EXCERPT TO READ:
Opinion
October 20, 1994
Henry F. Chichester, III, defendant pro se. James M. Catterson, District Attorney of Suffolk County, Riverhead (Glenn Green of counsel), for plaintiff.
The defendant, pro se, by notice of motion made returnable August 25, 1994 has moved this court to compel the District Attorney to permit the defendant to cause certain physical evidence allegedly held by that office in connection with its prosecution of the defendant to be subjected to DNA and other forensic analysis to be conducted by defendant's expert and other related relief.
The People have opposed the defendant's application by way of an affidavit in opposition dated August 25, 1994 submitted by Assistant District Attorney Glenn Green, Esq.
The question presently before this court is not whether the defendant's judgment of conviction should be vacated pursuant to CPL article 440, or otherwise, but whether the defendant can be precluded from seeking scientific proofs which alone or in conjunction with other evidence may demonstrate his actual innocence.
In Herrera v Collins a majority of the Court acknowledged that a convicted person may have a right to habeas corpus relief on the grounds that to punish a person who is actually innocent is cruel and unusual punishment and a denial of due process. The Herrera Court also determined that the petitioner there had failed to make a truly persuasive showing of "actual innocence" and for that reason did not reach all of the constitutional issues presented by the case. (Herrera v Collins, 506 US ___, 113 S Ct 853.)
US Const 8th Amend.
US Const 14th Amend.
Under New York law, the Governor is granted the authority to pardon a defendant on the ground of his innocence of the crime for which he or she has been convicted. (Executive Law § 19.)
It is not logical on the one hand, to recognize a constitutional right to assert a claim of innocence (Herrera v Collins, supra) or a statutory right (Executive Law § 19) and, on the other hand, preclude a convicted defendant from access to materials which theoretically may form all or a part of the required legal basis necessary to pursue these remedies.

QUESTIONS:
- 1) Write out the court opinion's text from "The People have" up to and including "Glenn Green, Esq.".
- 2) In the court opinion, which New York statute gives the Governor authority to pardon a defendant on the ground of innocence?
- 3) Proceed with the court opinion from the point where it stops.

LISTED ENTRIES:
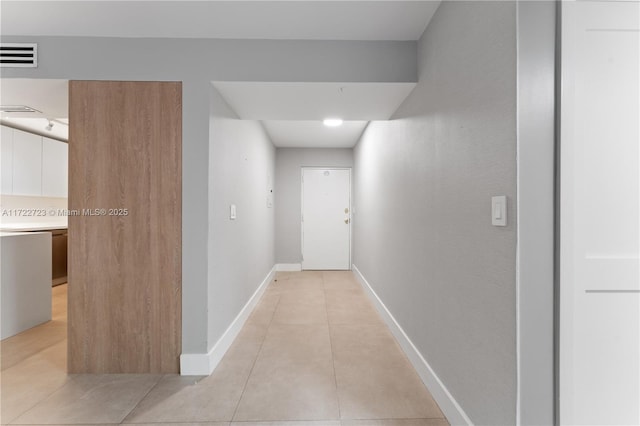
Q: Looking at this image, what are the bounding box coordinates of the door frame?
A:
[300,166,353,271]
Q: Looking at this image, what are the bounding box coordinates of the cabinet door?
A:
[42,137,69,198]
[0,126,13,194]
[13,130,42,195]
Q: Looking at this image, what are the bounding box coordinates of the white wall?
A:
[354,2,516,425]
[275,148,353,264]
[2,35,417,354]
[208,86,276,349]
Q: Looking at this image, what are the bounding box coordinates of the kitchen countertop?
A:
[0,221,67,232]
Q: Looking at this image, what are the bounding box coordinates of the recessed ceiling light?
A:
[323,118,342,127]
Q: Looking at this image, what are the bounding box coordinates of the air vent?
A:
[0,43,38,68]
[0,105,42,114]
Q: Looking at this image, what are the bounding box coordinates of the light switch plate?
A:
[491,195,507,226]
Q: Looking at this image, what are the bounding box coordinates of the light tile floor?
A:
[0,271,448,426]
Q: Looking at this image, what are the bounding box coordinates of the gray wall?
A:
[518,1,556,426]
[2,35,417,354]
[275,148,353,263]
[354,2,516,425]
[208,86,276,349]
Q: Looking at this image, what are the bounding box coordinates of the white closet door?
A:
[559,1,640,425]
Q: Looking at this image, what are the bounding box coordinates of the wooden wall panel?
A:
[68,81,182,373]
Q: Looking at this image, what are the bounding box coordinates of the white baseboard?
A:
[276,263,302,271]
[352,265,473,425]
[180,266,276,376]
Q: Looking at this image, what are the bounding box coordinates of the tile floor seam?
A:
[117,374,168,425]
[322,274,342,420]
[229,281,281,423]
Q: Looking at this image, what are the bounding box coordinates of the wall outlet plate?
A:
[491,195,507,226]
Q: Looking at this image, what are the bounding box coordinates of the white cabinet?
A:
[42,137,69,198]
[13,130,42,195]
[0,126,69,198]
[0,126,13,194]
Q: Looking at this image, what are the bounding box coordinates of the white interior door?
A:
[302,168,351,270]
[559,1,640,425]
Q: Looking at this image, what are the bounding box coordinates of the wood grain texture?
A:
[68,81,182,373]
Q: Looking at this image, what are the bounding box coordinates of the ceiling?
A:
[1,0,440,40]
[0,0,440,147]
[213,81,416,121]
[213,81,416,148]
[262,120,368,148]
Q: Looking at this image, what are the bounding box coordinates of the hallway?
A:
[2,271,448,426]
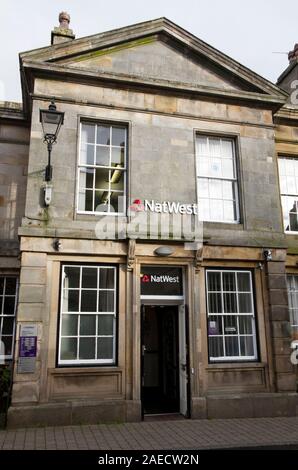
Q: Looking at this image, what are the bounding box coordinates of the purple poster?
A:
[19,336,37,357]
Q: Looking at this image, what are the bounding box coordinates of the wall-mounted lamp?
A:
[263,250,272,261]
[154,246,174,256]
[39,101,64,181]
[53,239,62,251]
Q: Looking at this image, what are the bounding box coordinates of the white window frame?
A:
[195,136,240,224]
[205,269,258,363]
[278,155,298,234]
[0,274,19,360]
[76,119,128,217]
[287,274,298,330]
[58,264,118,367]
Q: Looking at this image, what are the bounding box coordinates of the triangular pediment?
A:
[57,37,241,90]
[20,18,287,106]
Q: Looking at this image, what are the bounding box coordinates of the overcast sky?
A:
[0,0,298,101]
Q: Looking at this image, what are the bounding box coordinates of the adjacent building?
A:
[0,14,298,427]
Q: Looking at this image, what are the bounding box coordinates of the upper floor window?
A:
[196,135,239,223]
[78,122,127,215]
[287,274,298,331]
[0,276,18,359]
[59,265,117,365]
[278,157,298,232]
[206,270,257,362]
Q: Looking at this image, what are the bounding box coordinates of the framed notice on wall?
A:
[18,324,37,374]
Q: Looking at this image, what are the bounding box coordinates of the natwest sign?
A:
[144,199,198,215]
[142,274,180,284]
[141,266,183,296]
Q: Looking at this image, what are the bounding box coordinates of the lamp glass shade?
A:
[40,109,64,141]
[154,246,174,256]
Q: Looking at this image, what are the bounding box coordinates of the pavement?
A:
[0,417,298,450]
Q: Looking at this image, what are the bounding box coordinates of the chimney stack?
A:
[288,44,298,63]
[51,11,75,44]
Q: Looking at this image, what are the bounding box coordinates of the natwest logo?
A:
[142,274,179,284]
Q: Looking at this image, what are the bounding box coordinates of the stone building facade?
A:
[0,15,298,427]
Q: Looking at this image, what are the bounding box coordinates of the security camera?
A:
[263,250,272,261]
[44,184,52,206]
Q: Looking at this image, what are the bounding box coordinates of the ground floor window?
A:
[287,274,298,329]
[206,270,257,362]
[0,276,18,359]
[58,265,117,365]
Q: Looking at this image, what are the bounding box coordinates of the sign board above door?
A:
[141,266,183,296]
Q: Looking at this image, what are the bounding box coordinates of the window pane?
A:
[208,315,222,336]
[97,125,111,145]
[81,124,95,144]
[198,178,209,197]
[97,338,113,359]
[112,147,124,167]
[81,290,97,312]
[199,199,210,220]
[207,271,221,291]
[224,315,238,335]
[223,201,237,222]
[3,297,15,315]
[5,277,17,295]
[0,317,15,335]
[238,294,253,313]
[79,338,95,360]
[208,293,222,313]
[222,158,235,178]
[237,273,250,292]
[80,315,96,336]
[80,168,94,189]
[224,292,237,313]
[95,168,111,190]
[1,336,12,356]
[98,315,114,336]
[112,126,126,147]
[110,170,124,191]
[62,290,80,312]
[222,271,236,291]
[80,145,95,165]
[222,181,235,200]
[209,199,223,222]
[94,190,111,212]
[79,190,93,212]
[98,291,115,312]
[61,315,78,336]
[196,136,208,155]
[198,157,210,176]
[209,137,221,156]
[110,192,125,213]
[60,338,78,361]
[209,158,222,178]
[96,146,110,166]
[221,139,233,158]
[225,336,239,356]
[239,315,253,335]
[64,266,80,289]
[208,336,224,358]
[99,268,115,289]
[209,179,222,199]
[240,336,255,356]
[82,268,97,289]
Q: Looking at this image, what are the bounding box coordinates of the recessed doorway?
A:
[141,305,187,416]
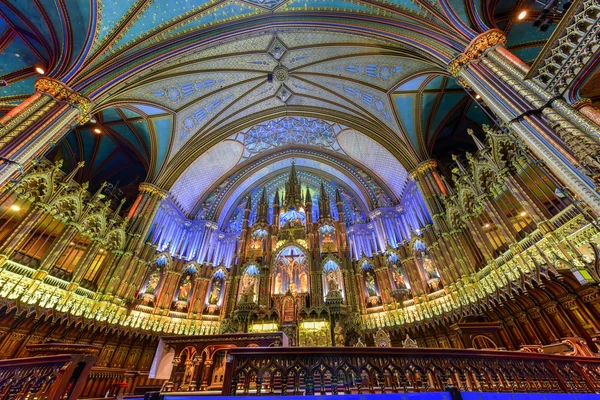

ANSWERS FOR THE TASKS:
- 1)
The People have opposed the defendant's application by way of an affidavit in opposition dated August 25, 1994 submitted by Assistant District Attorney Glenn Green, Esq.

- 2) Executive Law § 19.

- 3)
The prosecution directs the court to CPL 440.30 (1-a) which became effective August 2, 1994: "In cases of convictions occurring before January first, nineteen hundred ninety-six, where the defendant's motion requests the performance of a forensic DNA test on specified evidence, and upon the court's determination that any evidence containing deoxyribonucleic acid (`DNA') was secured in connection with the trial resulting in the judgment, the court shall grant the application for forensic DNA testing of such evidence upon its determination that if a DNA test had been conducted on such evidence, and if the results had been admitted in the trial resulting in the judgment, there exists a reasonable probability that the verdict would have been more favorable to the defendant" (emphasis supplied).
Executive Law § 995 (1) and (2) was concomitantly enacted with CPL 440.30 (1-a) and it defines both forensic laboratories and forensic DNA laboratories as being laboratories operated by the State or a unit of local government which perform such tests in the course of their business.
These new sections provide a narrowly circumscribed defendant's right to request forensic testing to be done by the State or a unit of local government if such tests are otherwise regularly performed by them. They are silent as to testing to be done on materials held by law enforcement authorities which a defendant may wish to analyze at his or her own expense.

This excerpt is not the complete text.